Give back every line exactly as it appears, pictures excluded.

Pointing records
——————————

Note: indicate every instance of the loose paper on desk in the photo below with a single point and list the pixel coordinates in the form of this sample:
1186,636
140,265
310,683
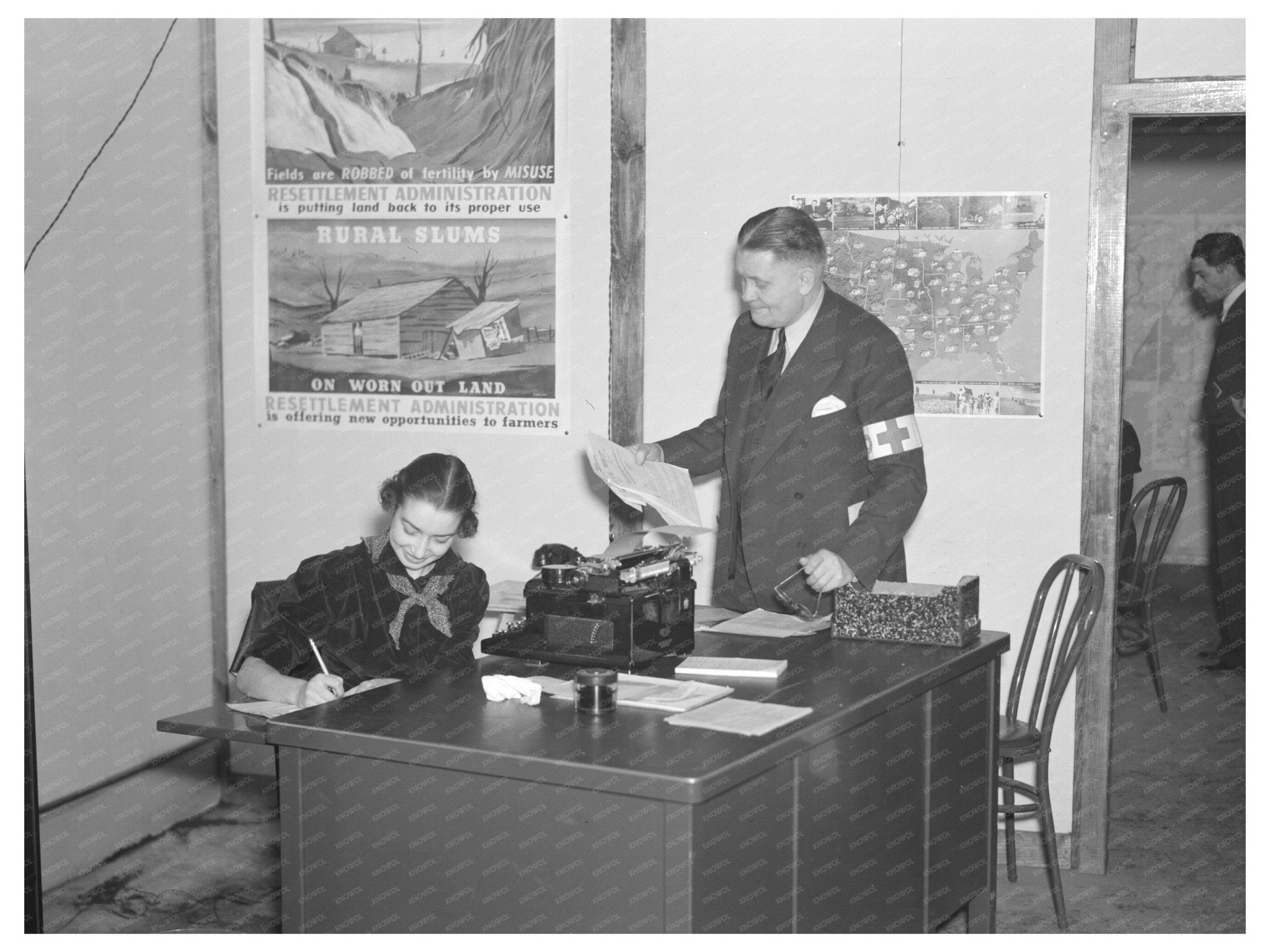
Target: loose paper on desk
771,625
666,487
642,691
734,716
276,709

——————————

* **Task output**:
Note: indicate every instance of the loose paper on desk in the photo below with a single point and list the pixel coordinates in the form of this sample:
1186,636
140,265
310,683
Target: loose paper on desk
771,625
666,487
642,691
734,716
276,709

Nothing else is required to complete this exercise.